— Start of Source passage —

Micro-programmed Control:

• The control signals associated with operations are stored in special memory units that are inaccessible by the programmer as control words.
• Control signals are generated by a program that is similar to machine language programs.
• It leads to a slower operating speed because it takes time to fetch microinstructions from the control store and then execute them.
• Control word: A control word is defined as a word whose individual bits are used to represent the various control signals.
• Micro-routine: A sequence of control words corresponding to the control sequence of a machine instruction constitutes the micro routine for that instruction,
• Micro-instruction: Individual control words in this micro routine are referred to as microinstructions.
• Micro-program: A sequence of microinstructions is called a microprogram, which is stored in a ROM or RAM called a control memory CM.

• Control Store: The micro-routines for all instructions in the instruction set of a computer are stored in a special memory called the control store.
• The format for control word is as follows:   

Micro-instructions are commonly divided into two categories: horizontal and vertical.

Horizontal Micro-Programming Control: Each micro-instruction is a series of bits each of which represents a single control line.

• In this design, the Control signal is expressed with a decoded binary format per Control Signal.
• There is no need for an external decoder to generate the control signal.
• It is a bit flexible as compared to a hardwired control unit since it allows modification easily as compared to a hardwired control unit.

— End of Source passage —
— Start of Supplied information —

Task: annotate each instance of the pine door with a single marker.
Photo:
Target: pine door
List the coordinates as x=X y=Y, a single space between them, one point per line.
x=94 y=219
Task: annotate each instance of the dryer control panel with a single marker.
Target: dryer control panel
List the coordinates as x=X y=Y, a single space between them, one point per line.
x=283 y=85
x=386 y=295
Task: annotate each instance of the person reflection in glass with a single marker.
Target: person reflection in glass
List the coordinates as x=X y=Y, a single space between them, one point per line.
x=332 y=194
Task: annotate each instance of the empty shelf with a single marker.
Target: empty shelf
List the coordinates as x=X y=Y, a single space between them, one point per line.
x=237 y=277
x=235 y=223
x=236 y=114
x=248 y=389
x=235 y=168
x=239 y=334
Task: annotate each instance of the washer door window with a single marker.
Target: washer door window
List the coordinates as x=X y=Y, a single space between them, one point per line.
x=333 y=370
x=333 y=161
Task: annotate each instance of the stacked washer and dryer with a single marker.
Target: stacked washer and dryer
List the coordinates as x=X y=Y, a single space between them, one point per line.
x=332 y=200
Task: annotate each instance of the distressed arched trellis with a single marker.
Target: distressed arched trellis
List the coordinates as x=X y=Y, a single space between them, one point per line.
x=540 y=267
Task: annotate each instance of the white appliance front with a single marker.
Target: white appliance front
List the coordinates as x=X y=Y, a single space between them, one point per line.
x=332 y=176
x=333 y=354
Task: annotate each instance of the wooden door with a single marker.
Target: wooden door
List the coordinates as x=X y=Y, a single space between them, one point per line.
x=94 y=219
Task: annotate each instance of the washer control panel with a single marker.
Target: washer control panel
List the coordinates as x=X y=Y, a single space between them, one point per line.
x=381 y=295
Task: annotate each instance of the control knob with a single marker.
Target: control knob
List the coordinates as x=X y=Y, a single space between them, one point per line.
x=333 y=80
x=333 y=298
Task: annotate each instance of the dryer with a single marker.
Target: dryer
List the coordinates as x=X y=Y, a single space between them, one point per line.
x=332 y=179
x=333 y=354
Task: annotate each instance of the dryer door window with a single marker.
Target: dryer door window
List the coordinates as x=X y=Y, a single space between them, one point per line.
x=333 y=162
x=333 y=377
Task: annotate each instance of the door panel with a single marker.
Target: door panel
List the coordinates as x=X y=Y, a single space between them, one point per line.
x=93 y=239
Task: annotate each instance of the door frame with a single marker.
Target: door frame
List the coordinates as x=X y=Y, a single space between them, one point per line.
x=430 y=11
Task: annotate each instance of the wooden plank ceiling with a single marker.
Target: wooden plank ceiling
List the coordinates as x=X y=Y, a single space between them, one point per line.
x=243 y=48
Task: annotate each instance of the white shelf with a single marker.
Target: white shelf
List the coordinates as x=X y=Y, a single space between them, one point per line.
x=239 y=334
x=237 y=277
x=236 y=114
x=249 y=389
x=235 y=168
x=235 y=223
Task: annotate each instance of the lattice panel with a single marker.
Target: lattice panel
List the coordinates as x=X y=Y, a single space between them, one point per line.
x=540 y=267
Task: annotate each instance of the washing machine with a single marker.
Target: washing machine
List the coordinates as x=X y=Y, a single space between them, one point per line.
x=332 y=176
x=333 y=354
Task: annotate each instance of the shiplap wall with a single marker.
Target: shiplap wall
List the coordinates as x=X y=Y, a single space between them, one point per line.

— End of Supplied information —

**Task instructions:**
1. Edit the rows from the line with "Task: annotate each instance of the control" up to and including the line with "x=333 y=377" by changing "control knob" to "rotary knob", and return only those lines with nothing else altered.
2. Pick up the passage on micro-programmed control from its last sentence and continue it.
The passage on micro-programmed control and the rows are unrelated material.

**Responses by task:**
1.
Task: annotate each instance of the rotary knob with a single marker.
Target: rotary knob
List the coordinates as x=X y=Y, a single space between them, one point per line.
x=333 y=80
x=333 y=298
Task: annotate each instance of the dryer with a single marker.
Target: dryer
List the coordinates as x=X y=Y, a single space between them, one point per line.
x=332 y=179
x=333 y=354
Task: annotate each instance of the dryer door window with a single marker.
Target: dryer door window
List the coordinates as x=X y=Y, a single space between them, one point per line.
x=333 y=162
x=333 y=377

2.
• This concept is not in practice since managing the signals in the decoded format is not as easy as it leads to longer instructions.

Horizontal micro-instructions are characterized by:

• Long formats;
• Ability to express a high degree of parallelism;
• Minimally encoded scheme
• Many resources can be controlled
• Operating speed is low

Vertical Micro-Programming Control: Groups of bits in the micro-instruction represent commands. This requires de-multiplexing or decoding before execution of the control commands.

• In this Control Unit, the Control signal is expressed in encode binary format.
• It requires an external decoder to decode the signal and process them.
• It provides the ease for implementation of new instructions because of the encoded binary format.

Vertical micro-instructions are characterized by:

• Short formats;
• Limited ability to express micro-operation parallelism;
• Highly encoded schemes, hence considerable lightly encoded.
• Operating speed is high

Comparison between Horizontal and Vertical Micro-programming

• Horizontal microinstruction control is faster but requires greater length microinstructions.
• Horizontal programming allows more than one signal to be activated at the same time without any hardware modifications but vertical microprogramming require modification to the instruction format.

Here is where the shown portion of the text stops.